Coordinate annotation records
---------------
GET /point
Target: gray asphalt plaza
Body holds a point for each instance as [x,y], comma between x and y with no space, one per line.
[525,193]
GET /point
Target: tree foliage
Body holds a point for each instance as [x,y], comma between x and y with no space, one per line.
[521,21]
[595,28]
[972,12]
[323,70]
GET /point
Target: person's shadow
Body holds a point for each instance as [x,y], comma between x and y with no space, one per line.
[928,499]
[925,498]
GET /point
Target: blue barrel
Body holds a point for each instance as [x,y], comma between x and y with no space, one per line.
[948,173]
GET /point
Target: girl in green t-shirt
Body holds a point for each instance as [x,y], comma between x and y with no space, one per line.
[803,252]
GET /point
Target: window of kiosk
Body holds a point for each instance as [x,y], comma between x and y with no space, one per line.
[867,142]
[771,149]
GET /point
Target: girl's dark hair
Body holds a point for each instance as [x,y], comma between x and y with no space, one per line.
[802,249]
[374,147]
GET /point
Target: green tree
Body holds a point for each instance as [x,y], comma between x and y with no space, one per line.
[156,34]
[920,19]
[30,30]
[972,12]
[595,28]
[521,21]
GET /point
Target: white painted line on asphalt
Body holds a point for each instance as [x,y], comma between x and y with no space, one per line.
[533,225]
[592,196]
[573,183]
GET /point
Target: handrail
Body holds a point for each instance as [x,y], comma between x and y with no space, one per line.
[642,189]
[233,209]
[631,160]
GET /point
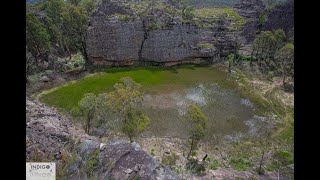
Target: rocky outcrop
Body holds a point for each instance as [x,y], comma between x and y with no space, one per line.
[52,137]
[118,36]
[252,10]
[259,18]
[281,17]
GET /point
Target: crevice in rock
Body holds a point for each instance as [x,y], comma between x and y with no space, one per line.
[145,37]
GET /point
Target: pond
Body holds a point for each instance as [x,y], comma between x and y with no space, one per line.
[229,116]
[167,92]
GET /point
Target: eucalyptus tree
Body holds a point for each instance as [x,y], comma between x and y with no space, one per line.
[126,101]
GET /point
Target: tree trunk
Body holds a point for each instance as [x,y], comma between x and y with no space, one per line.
[260,164]
[190,149]
[284,80]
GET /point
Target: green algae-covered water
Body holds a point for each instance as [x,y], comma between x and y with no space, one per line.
[167,93]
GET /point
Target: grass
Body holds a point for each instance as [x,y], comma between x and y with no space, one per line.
[153,79]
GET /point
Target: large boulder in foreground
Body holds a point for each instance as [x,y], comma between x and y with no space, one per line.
[52,137]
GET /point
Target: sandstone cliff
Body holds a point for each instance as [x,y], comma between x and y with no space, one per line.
[126,34]
[164,33]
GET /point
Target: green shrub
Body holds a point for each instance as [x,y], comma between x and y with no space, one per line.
[92,163]
[283,157]
[152,152]
[195,167]
[193,153]
[214,164]
[240,164]
[170,160]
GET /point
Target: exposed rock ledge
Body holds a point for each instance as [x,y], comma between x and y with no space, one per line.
[50,136]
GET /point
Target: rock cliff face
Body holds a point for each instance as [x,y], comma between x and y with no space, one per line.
[52,137]
[121,33]
[280,17]
[252,10]
[118,36]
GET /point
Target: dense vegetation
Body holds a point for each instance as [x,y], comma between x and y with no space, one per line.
[55,28]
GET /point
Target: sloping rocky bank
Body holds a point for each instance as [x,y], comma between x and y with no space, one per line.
[52,137]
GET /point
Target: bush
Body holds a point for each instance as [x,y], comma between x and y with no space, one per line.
[170,160]
[214,164]
[193,153]
[240,164]
[195,167]
[283,157]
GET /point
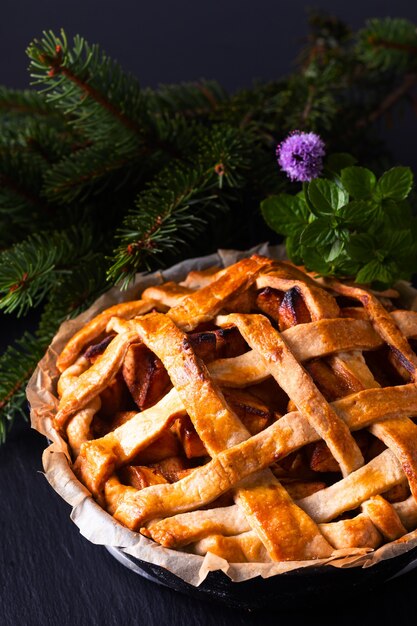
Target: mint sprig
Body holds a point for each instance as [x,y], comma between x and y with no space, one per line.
[350,224]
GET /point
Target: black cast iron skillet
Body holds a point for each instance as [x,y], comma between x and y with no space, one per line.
[303,587]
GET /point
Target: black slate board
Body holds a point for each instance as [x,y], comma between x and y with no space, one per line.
[50,574]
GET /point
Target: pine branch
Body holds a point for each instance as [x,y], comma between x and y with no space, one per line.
[178,203]
[82,80]
[388,44]
[16,365]
[29,269]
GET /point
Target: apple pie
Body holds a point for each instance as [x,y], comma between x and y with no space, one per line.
[254,412]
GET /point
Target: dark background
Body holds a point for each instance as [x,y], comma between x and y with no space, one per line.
[49,574]
[163,41]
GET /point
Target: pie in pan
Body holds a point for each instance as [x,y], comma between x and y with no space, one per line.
[252,412]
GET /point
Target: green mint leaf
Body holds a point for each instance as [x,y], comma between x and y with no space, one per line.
[343,265]
[396,184]
[397,243]
[375,271]
[326,197]
[294,250]
[317,233]
[314,260]
[285,214]
[336,162]
[357,214]
[359,182]
[397,214]
[335,251]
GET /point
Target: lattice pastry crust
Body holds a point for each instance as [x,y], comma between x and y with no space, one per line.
[253,412]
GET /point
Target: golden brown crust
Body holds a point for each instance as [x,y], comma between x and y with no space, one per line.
[296,382]
[241,455]
[205,303]
[96,326]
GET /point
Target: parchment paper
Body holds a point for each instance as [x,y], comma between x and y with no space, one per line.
[101,528]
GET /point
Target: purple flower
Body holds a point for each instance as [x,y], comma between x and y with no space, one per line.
[301,155]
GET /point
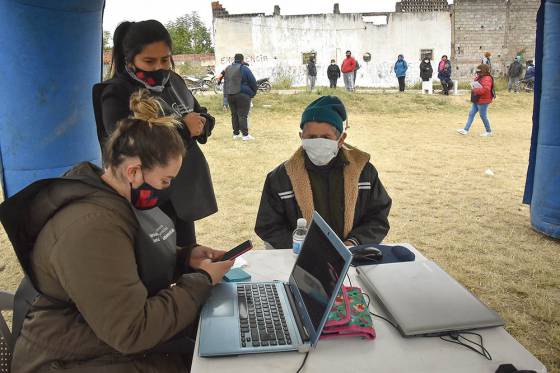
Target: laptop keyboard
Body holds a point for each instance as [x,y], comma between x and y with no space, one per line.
[261,318]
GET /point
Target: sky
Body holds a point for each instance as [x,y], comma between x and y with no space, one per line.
[117,11]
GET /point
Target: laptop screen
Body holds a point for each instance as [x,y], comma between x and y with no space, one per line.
[316,272]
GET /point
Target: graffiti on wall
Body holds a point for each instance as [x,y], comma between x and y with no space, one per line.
[251,59]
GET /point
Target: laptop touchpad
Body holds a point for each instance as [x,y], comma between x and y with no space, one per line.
[221,302]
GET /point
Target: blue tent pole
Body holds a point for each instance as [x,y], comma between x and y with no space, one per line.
[50,59]
[545,196]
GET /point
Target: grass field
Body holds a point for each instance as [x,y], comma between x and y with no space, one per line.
[470,223]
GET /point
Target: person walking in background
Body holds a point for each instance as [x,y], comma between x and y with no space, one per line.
[514,74]
[348,67]
[426,70]
[486,60]
[240,86]
[333,73]
[400,71]
[311,73]
[356,72]
[482,94]
[444,74]
[220,81]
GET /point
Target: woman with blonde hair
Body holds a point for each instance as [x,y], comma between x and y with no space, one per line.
[106,287]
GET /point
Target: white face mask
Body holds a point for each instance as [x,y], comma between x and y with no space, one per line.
[320,151]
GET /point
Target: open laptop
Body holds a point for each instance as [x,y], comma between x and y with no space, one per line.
[422,299]
[246,318]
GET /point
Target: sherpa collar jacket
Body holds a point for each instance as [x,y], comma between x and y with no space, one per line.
[287,196]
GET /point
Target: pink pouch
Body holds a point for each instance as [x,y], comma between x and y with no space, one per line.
[351,318]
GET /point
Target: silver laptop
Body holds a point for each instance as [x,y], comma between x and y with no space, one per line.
[422,299]
[247,318]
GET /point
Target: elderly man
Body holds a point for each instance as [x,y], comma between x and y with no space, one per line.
[326,175]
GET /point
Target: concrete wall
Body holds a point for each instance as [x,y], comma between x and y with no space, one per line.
[502,27]
[273,45]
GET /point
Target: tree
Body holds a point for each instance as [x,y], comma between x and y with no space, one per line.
[106,39]
[190,35]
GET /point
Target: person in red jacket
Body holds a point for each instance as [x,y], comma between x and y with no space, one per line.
[482,94]
[348,67]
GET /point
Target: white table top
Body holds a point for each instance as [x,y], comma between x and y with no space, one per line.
[388,352]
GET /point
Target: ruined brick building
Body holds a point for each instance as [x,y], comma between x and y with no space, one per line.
[278,46]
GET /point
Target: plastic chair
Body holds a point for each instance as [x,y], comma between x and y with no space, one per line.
[6,340]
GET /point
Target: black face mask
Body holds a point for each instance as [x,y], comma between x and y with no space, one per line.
[147,197]
[152,80]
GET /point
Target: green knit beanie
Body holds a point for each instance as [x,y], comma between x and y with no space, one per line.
[328,109]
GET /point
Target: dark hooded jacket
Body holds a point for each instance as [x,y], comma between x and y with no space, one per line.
[333,72]
[192,194]
[76,239]
[426,71]
[287,195]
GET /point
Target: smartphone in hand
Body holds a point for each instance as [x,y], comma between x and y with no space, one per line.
[238,250]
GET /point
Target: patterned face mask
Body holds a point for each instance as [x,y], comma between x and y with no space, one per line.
[152,80]
[147,197]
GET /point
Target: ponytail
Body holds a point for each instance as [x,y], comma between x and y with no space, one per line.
[147,134]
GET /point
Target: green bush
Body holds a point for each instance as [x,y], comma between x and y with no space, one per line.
[282,79]
[190,69]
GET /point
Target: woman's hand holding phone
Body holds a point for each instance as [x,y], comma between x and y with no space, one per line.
[200,253]
[216,270]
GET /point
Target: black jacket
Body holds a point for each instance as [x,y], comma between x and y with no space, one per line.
[333,72]
[311,68]
[426,71]
[287,196]
[192,194]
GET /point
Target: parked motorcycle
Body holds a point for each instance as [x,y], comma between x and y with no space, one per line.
[264,85]
[526,85]
[203,84]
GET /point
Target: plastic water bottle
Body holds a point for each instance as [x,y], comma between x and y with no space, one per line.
[299,235]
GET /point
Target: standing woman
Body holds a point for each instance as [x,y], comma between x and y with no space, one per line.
[400,71]
[142,59]
[444,74]
[426,70]
[106,295]
[482,95]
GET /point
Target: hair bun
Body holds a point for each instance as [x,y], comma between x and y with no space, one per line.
[147,108]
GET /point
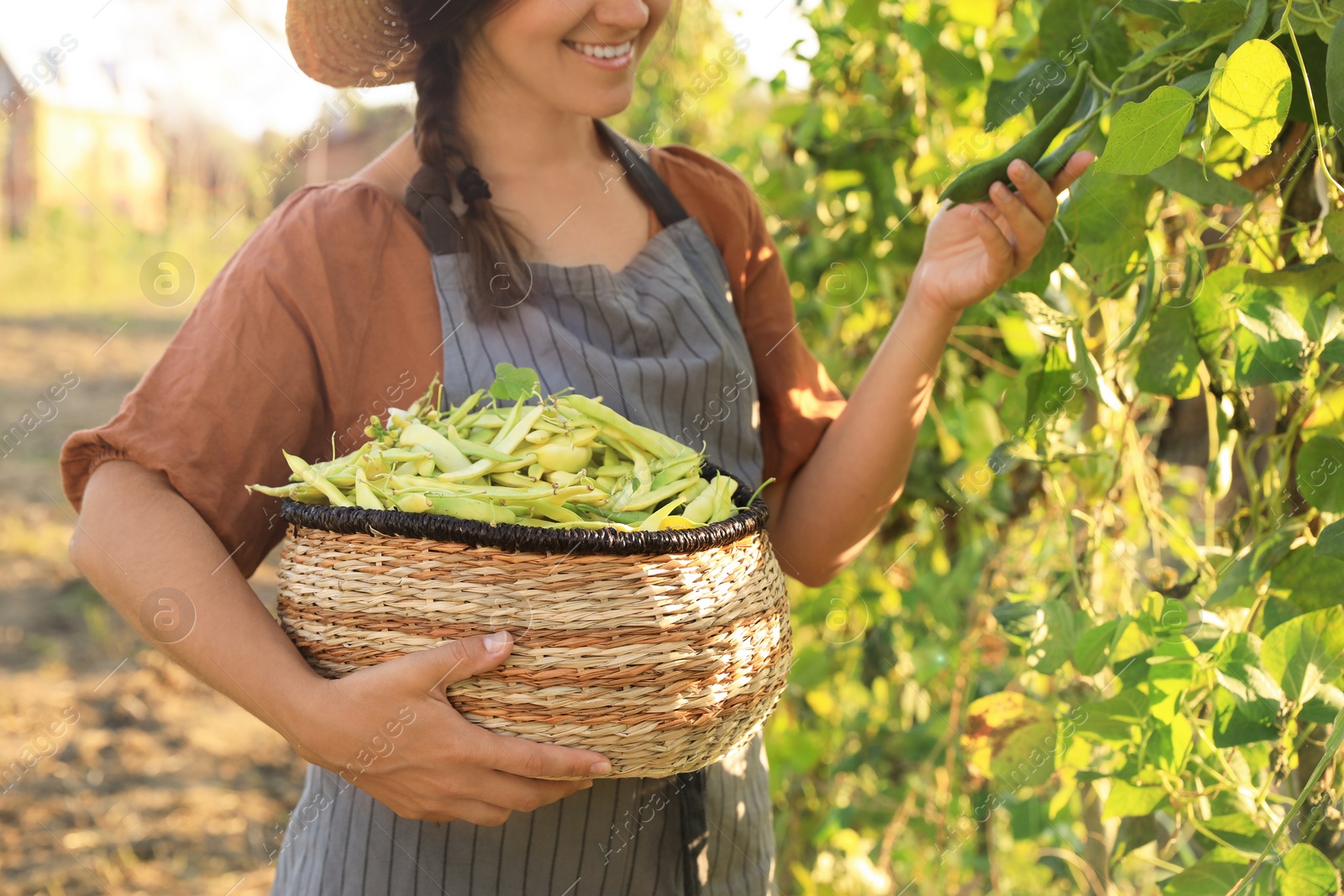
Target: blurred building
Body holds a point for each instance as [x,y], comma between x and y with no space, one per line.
[74,136]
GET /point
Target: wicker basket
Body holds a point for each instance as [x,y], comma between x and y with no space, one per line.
[663,651]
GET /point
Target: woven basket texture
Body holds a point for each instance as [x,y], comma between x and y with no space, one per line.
[663,663]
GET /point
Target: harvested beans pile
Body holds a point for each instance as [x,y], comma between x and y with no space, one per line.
[562,459]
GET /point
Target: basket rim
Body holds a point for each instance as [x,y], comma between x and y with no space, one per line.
[535,539]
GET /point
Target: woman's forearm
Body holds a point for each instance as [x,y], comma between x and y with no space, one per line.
[152,557]
[837,501]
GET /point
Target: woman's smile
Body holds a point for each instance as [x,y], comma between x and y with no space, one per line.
[604,55]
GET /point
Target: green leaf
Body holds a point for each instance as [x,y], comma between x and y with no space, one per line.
[1334,231]
[1252,94]
[1236,832]
[1307,652]
[1186,176]
[512,383]
[1257,13]
[1116,719]
[1053,642]
[1168,362]
[1324,707]
[1093,647]
[1214,875]
[1310,580]
[1305,872]
[1147,134]
[1297,286]
[1052,255]
[1335,78]
[1166,9]
[1330,543]
[1320,473]
[1213,15]
[1314,55]
[1233,727]
[1269,342]
[1126,799]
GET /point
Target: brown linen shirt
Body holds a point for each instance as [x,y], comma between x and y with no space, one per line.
[327,315]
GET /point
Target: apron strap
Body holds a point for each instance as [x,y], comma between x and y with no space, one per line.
[647,181]
[429,195]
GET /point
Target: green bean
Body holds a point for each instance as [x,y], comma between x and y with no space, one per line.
[470,510]
[655,520]
[476,449]
[447,457]
[658,496]
[1055,161]
[464,409]
[649,439]
[974,184]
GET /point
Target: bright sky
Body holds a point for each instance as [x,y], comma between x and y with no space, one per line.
[228,58]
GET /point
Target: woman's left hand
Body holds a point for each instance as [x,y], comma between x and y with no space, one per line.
[971,250]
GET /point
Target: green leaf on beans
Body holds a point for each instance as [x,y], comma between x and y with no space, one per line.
[1147,134]
[512,383]
[1252,93]
[1213,15]
[1335,78]
[1330,543]
[1126,801]
[1320,473]
[1305,871]
[1307,652]
[1334,224]
[1214,875]
[1186,176]
[1168,362]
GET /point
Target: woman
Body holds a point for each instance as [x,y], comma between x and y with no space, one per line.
[530,233]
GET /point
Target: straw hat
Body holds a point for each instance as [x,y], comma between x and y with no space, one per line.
[351,43]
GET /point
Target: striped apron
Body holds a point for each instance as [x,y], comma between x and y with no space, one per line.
[662,343]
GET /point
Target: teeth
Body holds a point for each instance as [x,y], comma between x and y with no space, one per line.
[600,50]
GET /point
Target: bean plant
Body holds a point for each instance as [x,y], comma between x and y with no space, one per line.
[1099,644]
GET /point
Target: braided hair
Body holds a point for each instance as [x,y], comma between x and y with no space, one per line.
[501,278]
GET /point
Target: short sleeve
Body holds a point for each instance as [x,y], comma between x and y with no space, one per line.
[799,399]
[249,372]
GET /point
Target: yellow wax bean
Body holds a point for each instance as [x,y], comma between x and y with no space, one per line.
[470,510]
[275,490]
[302,466]
[656,496]
[515,464]
[512,479]
[412,503]
[702,508]
[445,453]
[365,496]
[510,441]
[655,520]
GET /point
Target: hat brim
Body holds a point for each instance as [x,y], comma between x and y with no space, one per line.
[351,43]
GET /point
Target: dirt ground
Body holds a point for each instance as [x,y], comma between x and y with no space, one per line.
[118,772]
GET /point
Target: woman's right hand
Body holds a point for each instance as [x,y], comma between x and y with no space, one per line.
[391,731]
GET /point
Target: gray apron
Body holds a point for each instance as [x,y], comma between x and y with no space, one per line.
[662,343]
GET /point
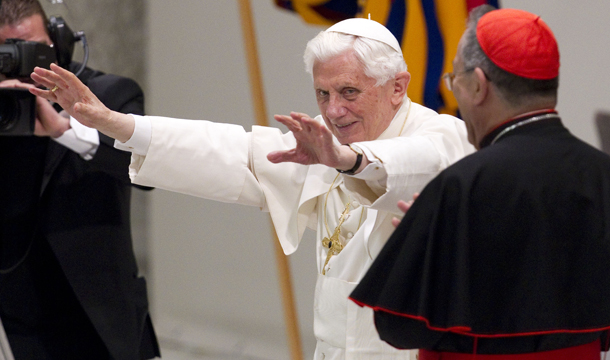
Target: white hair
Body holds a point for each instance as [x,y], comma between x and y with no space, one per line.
[381,62]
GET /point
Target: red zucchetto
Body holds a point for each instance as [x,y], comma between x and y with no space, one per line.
[519,42]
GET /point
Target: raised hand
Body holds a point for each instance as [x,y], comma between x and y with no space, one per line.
[76,99]
[315,144]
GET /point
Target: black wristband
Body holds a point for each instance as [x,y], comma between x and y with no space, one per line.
[352,171]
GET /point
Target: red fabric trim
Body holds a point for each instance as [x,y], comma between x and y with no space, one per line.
[467,331]
[589,351]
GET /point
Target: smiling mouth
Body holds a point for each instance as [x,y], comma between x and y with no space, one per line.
[344,125]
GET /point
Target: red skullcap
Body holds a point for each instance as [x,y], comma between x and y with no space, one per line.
[519,42]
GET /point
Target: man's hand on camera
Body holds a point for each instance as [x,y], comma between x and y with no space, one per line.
[48,121]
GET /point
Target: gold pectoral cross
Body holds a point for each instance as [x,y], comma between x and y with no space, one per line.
[334,243]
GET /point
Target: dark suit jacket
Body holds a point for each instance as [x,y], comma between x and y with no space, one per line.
[83,212]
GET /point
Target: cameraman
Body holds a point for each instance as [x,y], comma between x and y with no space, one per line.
[69,284]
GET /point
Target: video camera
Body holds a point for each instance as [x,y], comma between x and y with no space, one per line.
[17,106]
[17,61]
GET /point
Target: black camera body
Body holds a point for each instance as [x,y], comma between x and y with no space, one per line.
[17,106]
[18,58]
[17,112]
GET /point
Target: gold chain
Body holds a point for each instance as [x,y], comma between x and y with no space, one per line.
[333,242]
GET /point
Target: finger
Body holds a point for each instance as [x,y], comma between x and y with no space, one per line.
[67,77]
[45,77]
[47,94]
[290,123]
[396,221]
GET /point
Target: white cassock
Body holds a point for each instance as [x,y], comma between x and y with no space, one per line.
[224,162]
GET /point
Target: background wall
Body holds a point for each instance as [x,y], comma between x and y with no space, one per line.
[211,270]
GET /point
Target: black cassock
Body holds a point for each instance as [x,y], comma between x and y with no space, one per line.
[507,251]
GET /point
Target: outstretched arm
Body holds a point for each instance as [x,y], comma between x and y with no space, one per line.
[315,145]
[76,98]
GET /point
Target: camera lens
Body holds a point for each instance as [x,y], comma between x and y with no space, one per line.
[8,110]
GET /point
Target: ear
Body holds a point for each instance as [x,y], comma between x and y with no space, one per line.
[401,82]
[481,86]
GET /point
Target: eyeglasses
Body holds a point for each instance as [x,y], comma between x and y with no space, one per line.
[449,77]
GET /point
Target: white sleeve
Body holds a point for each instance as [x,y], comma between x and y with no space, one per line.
[139,142]
[81,139]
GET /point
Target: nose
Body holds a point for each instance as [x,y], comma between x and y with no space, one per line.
[335,107]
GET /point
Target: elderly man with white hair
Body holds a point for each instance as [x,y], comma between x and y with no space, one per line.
[341,173]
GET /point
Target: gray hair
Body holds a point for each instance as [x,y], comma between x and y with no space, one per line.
[381,62]
[515,89]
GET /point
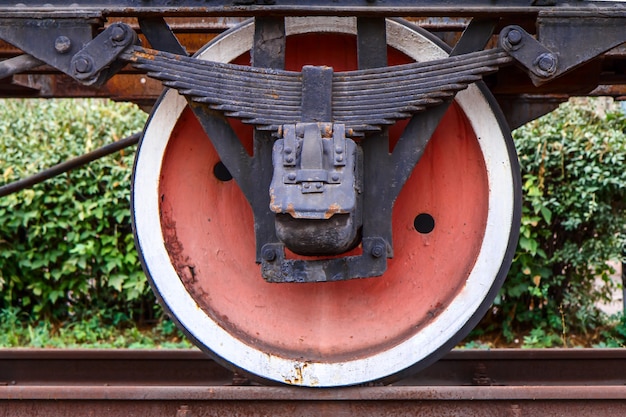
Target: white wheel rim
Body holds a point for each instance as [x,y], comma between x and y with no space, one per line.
[417,349]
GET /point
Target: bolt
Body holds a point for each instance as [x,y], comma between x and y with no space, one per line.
[378,251]
[269,254]
[62,44]
[514,37]
[546,63]
[82,65]
[118,34]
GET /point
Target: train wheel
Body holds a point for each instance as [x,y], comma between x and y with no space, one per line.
[455,228]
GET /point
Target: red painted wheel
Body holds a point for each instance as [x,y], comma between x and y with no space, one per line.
[454,231]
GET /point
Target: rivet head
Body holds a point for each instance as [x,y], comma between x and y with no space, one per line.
[82,65]
[514,37]
[377,251]
[547,63]
[118,33]
[62,44]
[269,254]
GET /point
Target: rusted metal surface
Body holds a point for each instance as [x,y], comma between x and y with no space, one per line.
[187,384]
[603,76]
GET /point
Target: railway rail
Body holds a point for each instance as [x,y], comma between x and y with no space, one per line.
[575,382]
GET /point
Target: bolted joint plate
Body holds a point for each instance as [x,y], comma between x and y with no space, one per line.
---------------
> Task requirements
Please return every line above that contains the word "building", matching case exactly.

> Completed exercise
Target: ruined brick building
Target: blurred building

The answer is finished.